Dataset excerpts on object pointing:

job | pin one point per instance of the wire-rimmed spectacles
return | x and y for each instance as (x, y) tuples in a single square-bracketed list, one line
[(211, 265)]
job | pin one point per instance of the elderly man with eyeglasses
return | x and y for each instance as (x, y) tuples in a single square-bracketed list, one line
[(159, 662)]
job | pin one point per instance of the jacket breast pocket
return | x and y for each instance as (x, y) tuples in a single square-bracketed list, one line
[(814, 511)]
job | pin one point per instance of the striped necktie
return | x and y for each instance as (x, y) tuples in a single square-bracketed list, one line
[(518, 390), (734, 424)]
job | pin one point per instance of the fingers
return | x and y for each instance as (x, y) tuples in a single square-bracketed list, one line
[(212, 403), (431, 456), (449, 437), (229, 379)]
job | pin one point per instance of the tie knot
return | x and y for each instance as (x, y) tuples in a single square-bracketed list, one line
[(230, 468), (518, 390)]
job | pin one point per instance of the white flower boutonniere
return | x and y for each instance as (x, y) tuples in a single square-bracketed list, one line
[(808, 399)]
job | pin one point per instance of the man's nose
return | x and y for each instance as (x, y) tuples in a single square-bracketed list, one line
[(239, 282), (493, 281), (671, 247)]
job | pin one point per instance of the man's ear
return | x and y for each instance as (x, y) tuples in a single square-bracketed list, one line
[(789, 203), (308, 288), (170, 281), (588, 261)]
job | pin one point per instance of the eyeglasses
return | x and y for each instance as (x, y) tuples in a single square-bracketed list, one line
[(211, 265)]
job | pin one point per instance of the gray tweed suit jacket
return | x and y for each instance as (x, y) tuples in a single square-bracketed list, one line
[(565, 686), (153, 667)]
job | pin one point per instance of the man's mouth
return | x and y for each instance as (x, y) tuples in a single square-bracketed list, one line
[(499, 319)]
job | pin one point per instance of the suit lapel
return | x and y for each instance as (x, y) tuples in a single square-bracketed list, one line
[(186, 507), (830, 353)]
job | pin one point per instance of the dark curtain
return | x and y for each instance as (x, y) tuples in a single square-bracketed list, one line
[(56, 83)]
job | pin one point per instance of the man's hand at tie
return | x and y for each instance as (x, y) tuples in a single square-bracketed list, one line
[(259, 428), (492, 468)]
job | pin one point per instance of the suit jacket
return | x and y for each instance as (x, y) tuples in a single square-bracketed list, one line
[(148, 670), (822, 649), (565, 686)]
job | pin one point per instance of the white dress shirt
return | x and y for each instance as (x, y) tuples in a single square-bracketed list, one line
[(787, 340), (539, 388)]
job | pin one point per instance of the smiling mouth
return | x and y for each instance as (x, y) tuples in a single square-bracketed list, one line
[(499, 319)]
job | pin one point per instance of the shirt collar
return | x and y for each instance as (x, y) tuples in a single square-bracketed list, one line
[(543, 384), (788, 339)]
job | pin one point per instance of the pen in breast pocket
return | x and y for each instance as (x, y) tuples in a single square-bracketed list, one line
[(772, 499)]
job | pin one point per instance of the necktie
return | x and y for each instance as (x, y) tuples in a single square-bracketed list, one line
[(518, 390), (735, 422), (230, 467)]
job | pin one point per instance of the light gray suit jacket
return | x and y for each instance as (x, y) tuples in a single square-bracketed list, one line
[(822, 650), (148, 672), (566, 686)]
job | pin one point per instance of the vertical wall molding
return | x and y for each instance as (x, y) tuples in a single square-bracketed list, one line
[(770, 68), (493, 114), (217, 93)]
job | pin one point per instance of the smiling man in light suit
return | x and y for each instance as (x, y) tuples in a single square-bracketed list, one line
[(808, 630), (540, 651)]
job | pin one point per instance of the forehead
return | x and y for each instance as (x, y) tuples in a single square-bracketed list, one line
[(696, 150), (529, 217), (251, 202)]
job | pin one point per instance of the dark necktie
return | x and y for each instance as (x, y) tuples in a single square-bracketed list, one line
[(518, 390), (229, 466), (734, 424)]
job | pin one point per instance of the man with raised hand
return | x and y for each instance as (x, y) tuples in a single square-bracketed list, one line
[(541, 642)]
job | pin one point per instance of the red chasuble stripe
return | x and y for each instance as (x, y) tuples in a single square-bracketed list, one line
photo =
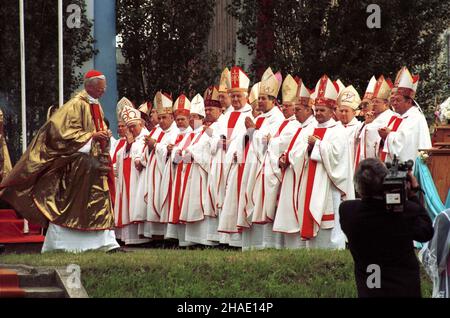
[(394, 123), (280, 129), (160, 137), (259, 122), (291, 145), (307, 230), (127, 175), (284, 124), (98, 122), (176, 203), (118, 147), (232, 123)]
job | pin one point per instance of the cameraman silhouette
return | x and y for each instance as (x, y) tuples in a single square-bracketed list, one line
[(381, 241)]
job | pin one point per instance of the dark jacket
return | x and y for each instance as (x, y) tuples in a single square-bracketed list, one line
[(376, 236)]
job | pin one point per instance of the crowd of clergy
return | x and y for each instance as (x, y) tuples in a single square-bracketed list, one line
[(234, 166)]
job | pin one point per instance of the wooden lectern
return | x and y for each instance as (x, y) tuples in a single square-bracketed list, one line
[(439, 160)]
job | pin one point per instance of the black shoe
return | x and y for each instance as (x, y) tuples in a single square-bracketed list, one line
[(117, 250)]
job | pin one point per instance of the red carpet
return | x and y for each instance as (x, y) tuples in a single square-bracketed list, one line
[(9, 284), (11, 229)]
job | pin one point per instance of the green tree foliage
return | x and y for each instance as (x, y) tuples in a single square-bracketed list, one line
[(164, 44), (41, 49), (332, 37)]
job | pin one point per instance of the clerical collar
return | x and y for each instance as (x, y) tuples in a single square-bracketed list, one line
[(326, 124)]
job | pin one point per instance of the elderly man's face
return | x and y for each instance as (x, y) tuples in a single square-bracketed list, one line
[(265, 104), (182, 121), (224, 100), (302, 112), (135, 128), (165, 121), (345, 114), (238, 100), (154, 117), (379, 105), (323, 113), (212, 113), (288, 109), (195, 121), (400, 103), (96, 87)]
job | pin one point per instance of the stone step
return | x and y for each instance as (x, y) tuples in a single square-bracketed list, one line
[(39, 279), (43, 292)]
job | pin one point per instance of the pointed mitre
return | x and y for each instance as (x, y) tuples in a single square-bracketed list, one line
[(198, 105), (382, 88), (339, 85), (269, 84), (368, 95), (254, 94), (146, 108), (211, 97), (120, 106), (327, 93), (182, 106), (289, 89), (304, 94), (224, 81), (163, 103), (238, 81), (405, 83), (349, 97), (130, 115)]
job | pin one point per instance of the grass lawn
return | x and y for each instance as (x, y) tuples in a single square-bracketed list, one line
[(165, 273)]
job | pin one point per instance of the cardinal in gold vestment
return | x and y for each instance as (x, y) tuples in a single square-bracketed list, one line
[(54, 181)]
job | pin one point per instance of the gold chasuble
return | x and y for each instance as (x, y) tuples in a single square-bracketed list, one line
[(55, 182)]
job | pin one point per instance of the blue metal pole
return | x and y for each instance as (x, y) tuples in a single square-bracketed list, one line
[(105, 60)]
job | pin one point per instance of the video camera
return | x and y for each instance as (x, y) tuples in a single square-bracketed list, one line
[(394, 184)]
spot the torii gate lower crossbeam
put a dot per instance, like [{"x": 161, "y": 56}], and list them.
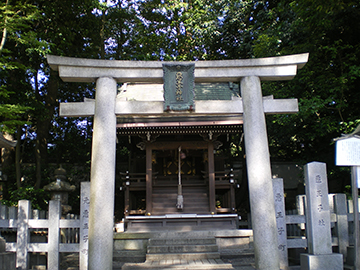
[{"x": 106, "y": 73}]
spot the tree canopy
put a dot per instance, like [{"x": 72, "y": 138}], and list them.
[{"x": 327, "y": 87}]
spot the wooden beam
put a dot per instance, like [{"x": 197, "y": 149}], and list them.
[{"x": 175, "y": 145}]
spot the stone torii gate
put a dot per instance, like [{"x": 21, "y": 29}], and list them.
[{"x": 252, "y": 106}]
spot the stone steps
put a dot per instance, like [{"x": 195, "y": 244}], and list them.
[
  {"x": 181, "y": 253},
  {"x": 205, "y": 264},
  {"x": 182, "y": 248}
]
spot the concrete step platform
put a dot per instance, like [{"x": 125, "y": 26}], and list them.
[
  {"x": 205, "y": 264},
  {"x": 182, "y": 241},
  {"x": 182, "y": 249},
  {"x": 182, "y": 256}
]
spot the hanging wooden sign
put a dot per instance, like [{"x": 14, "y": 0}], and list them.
[{"x": 179, "y": 87}]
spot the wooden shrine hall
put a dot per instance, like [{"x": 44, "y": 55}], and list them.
[{"x": 181, "y": 183}]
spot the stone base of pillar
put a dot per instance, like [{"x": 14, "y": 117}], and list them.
[{"x": 321, "y": 262}]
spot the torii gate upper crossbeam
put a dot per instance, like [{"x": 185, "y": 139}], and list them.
[{"x": 88, "y": 70}]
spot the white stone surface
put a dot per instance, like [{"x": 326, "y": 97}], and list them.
[
  {"x": 102, "y": 183},
  {"x": 348, "y": 152},
  {"x": 88, "y": 70},
  {"x": 321, "y": 262},
  {"x": 278, "y": 188},
  {"x": 84, "y": 226},
  {"x": 259, "y": 175},
  {"x": 318, "y": 227},
  {"x": 208, "y": 107}
]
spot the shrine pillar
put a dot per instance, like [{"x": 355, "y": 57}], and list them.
[
  {"x": 211, "y": 165},
  {"x": 148, "y": 180},
  {"x": 102, "y": 184},
  {"x": 259, "y": 174}
]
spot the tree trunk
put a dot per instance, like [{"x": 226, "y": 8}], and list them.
[
  {"x": 18, "y": 157},
  {"x": 7, "y": 160},
  {"x": 43, "y": 126}
]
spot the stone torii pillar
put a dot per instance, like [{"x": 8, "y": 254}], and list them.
[{"x": 252, "y": 107}]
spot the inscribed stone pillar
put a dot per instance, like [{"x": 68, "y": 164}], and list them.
[
  {"x": 259, "y": 175},
  {"x": 102, "y": 176},
  {"x": 318, "y": 225}
]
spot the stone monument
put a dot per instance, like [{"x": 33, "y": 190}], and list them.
[{"x": 318, "y": 223}]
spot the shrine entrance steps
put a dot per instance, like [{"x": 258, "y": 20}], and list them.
[
  {"x": 181, "y": 253},
  {"x": 213, "y": 249}
]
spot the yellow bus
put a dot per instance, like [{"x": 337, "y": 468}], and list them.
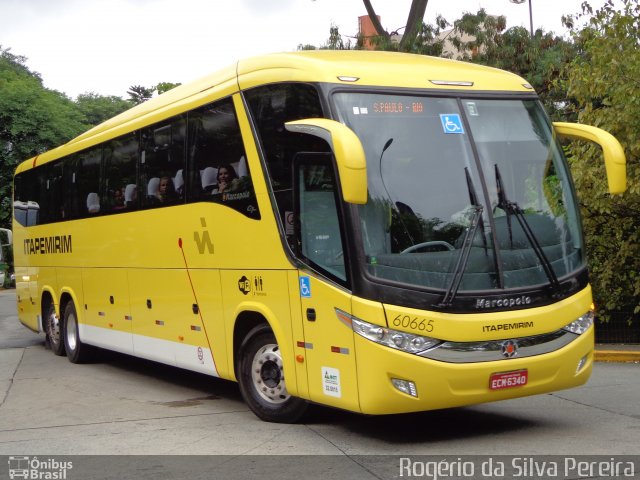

Objective:
Update the data from the line with "job | pin one point per instance of the gold" up to and including the line with "[(55, 182)]" by replacing "gold chasuble" with "golden vestment". Leave everything else in those lines unchanged.

Answer to this problem:
job | pin one point per instance of the golden vestment
return | x and y for each instance as (x, y) tuples in a single square-bracketed list, one line
[(55, 182)]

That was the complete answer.